PROMPT: Every record, from the first to the last, is to be printed again exactly.

SOURCE DATA:
————

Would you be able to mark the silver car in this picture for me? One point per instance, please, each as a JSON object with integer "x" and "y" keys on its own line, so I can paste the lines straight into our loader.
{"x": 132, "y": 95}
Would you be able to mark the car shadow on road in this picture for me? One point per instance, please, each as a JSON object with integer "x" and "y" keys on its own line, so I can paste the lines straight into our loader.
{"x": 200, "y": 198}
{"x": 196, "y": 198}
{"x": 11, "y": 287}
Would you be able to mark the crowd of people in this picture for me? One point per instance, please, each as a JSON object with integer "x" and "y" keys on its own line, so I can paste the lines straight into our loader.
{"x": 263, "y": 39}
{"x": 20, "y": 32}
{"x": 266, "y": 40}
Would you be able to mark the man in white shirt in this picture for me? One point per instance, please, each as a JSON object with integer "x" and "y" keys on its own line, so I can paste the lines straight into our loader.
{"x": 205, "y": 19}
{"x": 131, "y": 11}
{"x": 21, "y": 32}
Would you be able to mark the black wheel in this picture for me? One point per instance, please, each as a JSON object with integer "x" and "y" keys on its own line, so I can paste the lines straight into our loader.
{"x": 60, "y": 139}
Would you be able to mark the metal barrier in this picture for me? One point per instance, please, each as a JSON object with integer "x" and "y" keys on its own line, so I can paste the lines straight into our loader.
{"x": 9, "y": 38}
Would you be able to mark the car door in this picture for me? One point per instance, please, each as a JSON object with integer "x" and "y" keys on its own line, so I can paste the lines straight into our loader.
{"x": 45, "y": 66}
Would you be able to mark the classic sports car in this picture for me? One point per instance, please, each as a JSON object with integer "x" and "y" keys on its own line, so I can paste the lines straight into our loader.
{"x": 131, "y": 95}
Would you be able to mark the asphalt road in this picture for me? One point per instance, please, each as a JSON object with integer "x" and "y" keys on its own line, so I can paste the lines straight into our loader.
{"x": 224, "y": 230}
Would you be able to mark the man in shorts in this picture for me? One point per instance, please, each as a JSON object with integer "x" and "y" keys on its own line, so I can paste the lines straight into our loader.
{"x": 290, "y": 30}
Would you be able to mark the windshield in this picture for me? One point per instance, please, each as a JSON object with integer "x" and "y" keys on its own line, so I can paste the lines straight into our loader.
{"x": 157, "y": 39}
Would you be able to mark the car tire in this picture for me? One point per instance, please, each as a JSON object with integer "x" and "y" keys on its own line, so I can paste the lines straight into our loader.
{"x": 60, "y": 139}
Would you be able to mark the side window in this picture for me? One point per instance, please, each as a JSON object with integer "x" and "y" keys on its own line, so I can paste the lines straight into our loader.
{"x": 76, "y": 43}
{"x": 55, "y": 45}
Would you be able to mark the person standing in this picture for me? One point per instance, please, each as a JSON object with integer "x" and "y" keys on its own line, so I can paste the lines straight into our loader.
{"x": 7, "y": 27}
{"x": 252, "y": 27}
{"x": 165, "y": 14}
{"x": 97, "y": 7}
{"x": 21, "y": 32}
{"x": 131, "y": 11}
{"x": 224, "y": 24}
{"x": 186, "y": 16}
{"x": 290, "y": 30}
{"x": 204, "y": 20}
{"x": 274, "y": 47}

————

TASK OUTPUT:
Would you be able to mark the silver car in this picture for me? One point per instance, please, each as a JSON object with integer "x" and "y" keys on its own line, so I can paste the lines straight into our loader.
{"x": 132, "y": 95}
Would you be able to mark the car shadow on road in this picture for me? One point per instance, please, each as a JSON object with integer "x" and "y" keys on its own line, so I can paste the lines straight into our loader.
{"x": 200, "y": 198}
{"x": 196, "y": 198}
{"x": 11, "y": 287}
Would you be able to mark the crowd of people in this picture for me? One point per instance, please, each as a JSON object with integer "x" and "y" keys on its own line, so I can paste the lines straight into our loader.
{"x": 263, "y": 39}
{"x": 20, "y": 32}
{"x": 266, "y": 40}
Would you be able to mark the man in white shirt in this picture for me? One point per instance, please, each as a JSON object with integer "x" and "y" keys on its own line, so I can paste the lines straight into our loader.
{"x": 205, "y": 19}
{"x": 131, "y": 11}
{"x": 21, "y": 32}
Would you be able to mark the black wheel in this picture for me? One point per instance, please, each as a JSON object with integer "x" and "y" keys on its own line, so I can paste the lines straight into our loader.
{"x": 60, "y": 139}
Would you be able to mark the metal barrier in this picture for me? One point per instance, please, each as a JSON object with integer "x" and "y" keys on its own line, so I can paste the lines straight into our loader.
{"x": 9, "y": 38}
Would you be able to mark the car door in this picture for me? One point per instance, please, each as a JSON object with integer "x" and "y" keys on its own line, so I can paste the lines straight into our loader.
{"x": 45, "y": 66}
Would you be able to mark the classic sports car in this picture for me? One point per instance, please, each as a JSON object with integer "x" and "y" keys on its own line, so I can paste the lines straight into our loader.
{"x": 131, "y": 95}
Would you be able to mark the asphalt road in this picture for me? One point per instance, please, each as a JSON object with integer "x" and "y" keys on its own line, so I can paste the lines straight into our loader.
{"x": 224, "y": 230}
Would you be able to mark the man in shorts in this picture for me? One point per instance, please, each as a JSON object with integer "x" and "y" keys on its own line, so I can paste the lines straight into our loader.
{"x": 290, "y": 30}
Would you be able to mark the windshield in this picture for me? One point per instance, please, each as a JSON object with integer "x" and "y" keys on its own line, so I can paste the lines straight into our loader.
{"x": 157, "y": 39}
Would you be able to mark the car tire in this picture for me? One point per instance, please, each as a JSON object with integer "x" and "y" keys on its own line, so I can paste the lines straight into our loader.
{"x": 60, "y": 139}
Would you be able to mark the side window in this picture for me? One point per instance, please, each as a JSON object with integer "x" and "y" keys on its own line, so I can paste the lines straight into our loader.
{"x": 76, "y": 43}
{"x": 55, "y": 45}
Would you be able to mark the person standing in this picture for me? One point per instance, please, each as a JSON object with integer "x" and "y" keys on its own line, so I can paste the lines straight into our loader.
{"x": 7, "y": 27}
{"x": 252, "y": 27}
{"x": 165, "y": 14}
{"x": 97, "y": 7}
{"x": 21, "y": 32}
{"x": 131, "y": 11}
{"x": 224, "y": 24}
{"x": 186, "y": 16}
{"x": 290, "y": 30}
{"x": 204, "y": 20}
{"x": 274, "y": 47}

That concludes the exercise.